START Extracted material

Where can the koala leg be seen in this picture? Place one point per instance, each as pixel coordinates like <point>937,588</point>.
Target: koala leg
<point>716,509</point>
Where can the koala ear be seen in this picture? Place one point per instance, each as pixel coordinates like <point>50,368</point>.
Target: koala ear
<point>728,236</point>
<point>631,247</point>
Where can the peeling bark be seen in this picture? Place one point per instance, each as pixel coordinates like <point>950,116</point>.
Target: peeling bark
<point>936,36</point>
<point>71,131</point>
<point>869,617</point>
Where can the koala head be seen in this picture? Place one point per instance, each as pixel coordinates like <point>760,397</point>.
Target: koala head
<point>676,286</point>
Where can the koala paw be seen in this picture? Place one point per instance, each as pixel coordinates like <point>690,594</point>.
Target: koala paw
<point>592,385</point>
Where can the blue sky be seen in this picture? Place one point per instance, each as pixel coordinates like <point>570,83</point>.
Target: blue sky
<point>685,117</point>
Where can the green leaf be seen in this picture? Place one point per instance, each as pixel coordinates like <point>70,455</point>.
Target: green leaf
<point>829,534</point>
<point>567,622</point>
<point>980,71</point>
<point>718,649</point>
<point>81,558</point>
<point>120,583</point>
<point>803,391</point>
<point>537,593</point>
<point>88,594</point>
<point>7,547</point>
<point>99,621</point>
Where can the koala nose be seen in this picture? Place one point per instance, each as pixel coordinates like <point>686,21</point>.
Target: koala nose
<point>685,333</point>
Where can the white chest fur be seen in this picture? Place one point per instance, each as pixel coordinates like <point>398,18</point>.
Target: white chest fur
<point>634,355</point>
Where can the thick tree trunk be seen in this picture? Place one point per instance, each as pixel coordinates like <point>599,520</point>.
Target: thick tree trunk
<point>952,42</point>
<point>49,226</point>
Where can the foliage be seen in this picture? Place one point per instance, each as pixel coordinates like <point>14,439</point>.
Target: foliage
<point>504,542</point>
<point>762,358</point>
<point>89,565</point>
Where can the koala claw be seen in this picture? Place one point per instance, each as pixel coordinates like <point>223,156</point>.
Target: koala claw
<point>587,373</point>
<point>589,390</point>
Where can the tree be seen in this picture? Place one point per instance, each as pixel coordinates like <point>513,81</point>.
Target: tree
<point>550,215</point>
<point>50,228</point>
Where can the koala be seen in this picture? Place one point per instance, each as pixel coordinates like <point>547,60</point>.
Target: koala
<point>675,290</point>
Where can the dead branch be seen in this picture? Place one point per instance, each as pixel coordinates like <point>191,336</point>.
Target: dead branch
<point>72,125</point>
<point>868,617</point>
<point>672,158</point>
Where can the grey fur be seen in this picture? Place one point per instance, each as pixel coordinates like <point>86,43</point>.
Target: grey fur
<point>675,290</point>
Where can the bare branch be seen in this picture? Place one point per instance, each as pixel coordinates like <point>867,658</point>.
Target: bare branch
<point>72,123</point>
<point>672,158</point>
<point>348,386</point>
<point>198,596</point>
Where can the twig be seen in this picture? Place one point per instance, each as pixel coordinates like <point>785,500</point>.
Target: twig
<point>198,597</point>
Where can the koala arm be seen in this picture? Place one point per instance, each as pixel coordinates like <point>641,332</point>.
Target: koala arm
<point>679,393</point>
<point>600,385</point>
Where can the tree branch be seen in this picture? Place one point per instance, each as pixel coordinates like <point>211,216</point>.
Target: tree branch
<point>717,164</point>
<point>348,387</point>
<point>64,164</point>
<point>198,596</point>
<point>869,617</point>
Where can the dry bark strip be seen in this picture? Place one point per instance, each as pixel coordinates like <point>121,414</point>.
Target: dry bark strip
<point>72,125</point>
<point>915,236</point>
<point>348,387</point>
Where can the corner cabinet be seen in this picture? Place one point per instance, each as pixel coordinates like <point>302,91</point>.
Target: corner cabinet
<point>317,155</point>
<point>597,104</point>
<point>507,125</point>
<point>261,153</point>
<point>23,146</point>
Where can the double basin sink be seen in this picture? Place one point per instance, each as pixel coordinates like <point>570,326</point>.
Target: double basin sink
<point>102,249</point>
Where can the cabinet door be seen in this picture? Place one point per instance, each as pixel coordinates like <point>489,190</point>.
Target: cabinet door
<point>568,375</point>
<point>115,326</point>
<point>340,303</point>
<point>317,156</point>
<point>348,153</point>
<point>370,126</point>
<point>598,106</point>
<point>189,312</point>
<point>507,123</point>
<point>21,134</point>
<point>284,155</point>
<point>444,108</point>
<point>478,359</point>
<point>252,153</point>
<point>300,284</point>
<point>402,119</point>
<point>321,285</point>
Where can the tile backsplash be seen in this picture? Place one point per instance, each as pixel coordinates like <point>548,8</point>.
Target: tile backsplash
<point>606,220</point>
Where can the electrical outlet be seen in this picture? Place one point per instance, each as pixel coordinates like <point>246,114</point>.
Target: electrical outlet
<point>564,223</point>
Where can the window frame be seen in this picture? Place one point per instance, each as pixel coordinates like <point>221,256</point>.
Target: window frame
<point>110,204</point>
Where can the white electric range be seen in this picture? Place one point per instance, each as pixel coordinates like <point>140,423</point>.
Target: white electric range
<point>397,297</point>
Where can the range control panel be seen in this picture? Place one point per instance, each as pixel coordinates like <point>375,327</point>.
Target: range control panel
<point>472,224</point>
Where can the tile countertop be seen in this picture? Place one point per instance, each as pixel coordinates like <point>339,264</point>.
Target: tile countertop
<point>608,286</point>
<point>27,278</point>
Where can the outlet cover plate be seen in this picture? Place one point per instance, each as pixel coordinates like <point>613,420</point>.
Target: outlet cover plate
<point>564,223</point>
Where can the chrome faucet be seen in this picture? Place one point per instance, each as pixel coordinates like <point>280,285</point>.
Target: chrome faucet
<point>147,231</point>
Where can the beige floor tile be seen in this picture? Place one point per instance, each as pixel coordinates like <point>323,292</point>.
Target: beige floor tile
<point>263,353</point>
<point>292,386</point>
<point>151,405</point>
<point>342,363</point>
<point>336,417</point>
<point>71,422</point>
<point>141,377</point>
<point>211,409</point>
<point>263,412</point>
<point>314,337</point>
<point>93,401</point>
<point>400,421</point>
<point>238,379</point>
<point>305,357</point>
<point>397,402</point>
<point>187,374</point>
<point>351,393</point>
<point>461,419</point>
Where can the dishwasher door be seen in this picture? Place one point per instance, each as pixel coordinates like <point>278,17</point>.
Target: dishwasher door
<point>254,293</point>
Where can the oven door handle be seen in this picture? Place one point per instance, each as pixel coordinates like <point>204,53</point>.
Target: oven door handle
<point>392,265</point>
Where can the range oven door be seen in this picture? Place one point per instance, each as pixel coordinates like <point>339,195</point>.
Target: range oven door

END Extracted material

▶ **What you should do**: Could you reproduce, exactly, every line above from the line with "Where can the tree branch" to the line with "Where can the dry", and no other line? Both ends count.

▶ **Exercise response**:
Where can the tree branch be seen in this picture? Place one point per instance, each as pixel coordinates like <point>211,216</point>.
Target: tree branch
<point>717,164</point>
<point>348,387</point>
<point>64,164</point>
<point>198,596</point>
<point>869,617</point>
Where can the dry bark strip be seen in this picture? Place one point per instance, each as pixel coordinates like <point>121,414</point>.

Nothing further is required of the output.